[Task] Print out the entries below with no edits.

[Records for processing]
* * * * * * *
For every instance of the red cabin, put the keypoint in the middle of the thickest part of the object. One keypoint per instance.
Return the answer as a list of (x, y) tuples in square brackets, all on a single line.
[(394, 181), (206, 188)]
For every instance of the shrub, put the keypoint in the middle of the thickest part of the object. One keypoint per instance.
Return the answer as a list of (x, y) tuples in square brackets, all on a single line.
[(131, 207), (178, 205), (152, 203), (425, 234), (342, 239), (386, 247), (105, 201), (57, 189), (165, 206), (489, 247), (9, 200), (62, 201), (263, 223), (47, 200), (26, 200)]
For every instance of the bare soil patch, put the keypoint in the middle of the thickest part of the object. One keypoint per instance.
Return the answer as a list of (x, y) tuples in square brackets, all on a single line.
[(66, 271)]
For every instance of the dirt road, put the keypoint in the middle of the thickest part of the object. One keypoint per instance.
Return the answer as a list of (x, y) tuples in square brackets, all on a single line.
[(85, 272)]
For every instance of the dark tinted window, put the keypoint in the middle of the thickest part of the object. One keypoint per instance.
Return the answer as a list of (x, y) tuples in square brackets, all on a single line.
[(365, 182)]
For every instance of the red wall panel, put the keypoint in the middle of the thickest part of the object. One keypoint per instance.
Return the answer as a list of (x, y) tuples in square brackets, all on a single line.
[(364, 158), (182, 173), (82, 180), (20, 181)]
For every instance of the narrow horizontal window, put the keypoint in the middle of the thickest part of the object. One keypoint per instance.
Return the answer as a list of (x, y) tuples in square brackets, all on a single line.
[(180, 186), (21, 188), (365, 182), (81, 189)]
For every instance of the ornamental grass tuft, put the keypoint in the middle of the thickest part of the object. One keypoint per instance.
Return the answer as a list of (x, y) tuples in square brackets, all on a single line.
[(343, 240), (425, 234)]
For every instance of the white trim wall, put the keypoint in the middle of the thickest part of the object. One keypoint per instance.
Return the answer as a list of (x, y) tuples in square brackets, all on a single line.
* * * * * * *
[Solution to the problem]
For every instance of the red cabin, put the keypoint in the middle of the thickest part of the object. One keypoint per instance.
Return the answer as a list of (x, y) tuples in square brackets, all on a single line.
[(394, 181), (206, 188)]
For every instance of the shrub, put the keypoint in the middle of the thickest part of the object. One keypoint per instance.
Return the answer as a list of (x, y) tuples in square brackets, all on a single line.
[(131, 207), (178, 205), (152, 203), (425, 234), (342, 239), (386, 247), (105, 201), (57, 189), (165, 206), (489, 247), (9, 200), (62, 201), (263, 223), (47, 200), (26, 200)]
For every instance of the bare soil patch, put the keypoint in the middle of the thickest part of the object. One keypoint per instance.
Return the answer as a list of (x, y) tuples in square brackets, all on a single line.
[(66, 271)]
For every instance of the dirt road, put the keypoint in the middle of the thickest part of the object. One keypoint per instance.
Return the answer as a list of (x, y) tuples in square brackets, all on a single line.
[(85, 272)]
For every instance of the dark tinted window, put the keypoint in the middle of the thickest part of the object. One keypoint per instance.
Return the answer as a list of (x, y) tuples in square brackets, all on a single line.
[(365, 182)]
For every instance of the red wall panel, put the keypoint in the middle of the thickest part of the object. One keypoint per instance.
Return the answer as a list of (x, y) tuples in square brackets, all on a single line.
[(364, 158), (182, 173), (82, 180), (20, 181)]
For every instance of the narrow horizontal window, put the keypoint in the middle of the thickest part of the object. One keypoint per instance.
Return the answer as a list of (x, y) tuples in square brackets, all on a single line.
[(180, 186), (21, 188), (365, 182), (81, 189)]
For every instance of the ornamental grass tuft, put the keypoint in the middle of the thickest part of the object. One keypoint per instance.
Return the answer as a list of (x, y) tuples in square brackets, all on a single line.
[(343, 240), (425, 234)]
For every instance of the white trim wall, put the keypoint in the middle of the thickest part of the object. One keypoint per instance.
Return the answer as a list of (x, y) tuples in square brackets, all on a single line.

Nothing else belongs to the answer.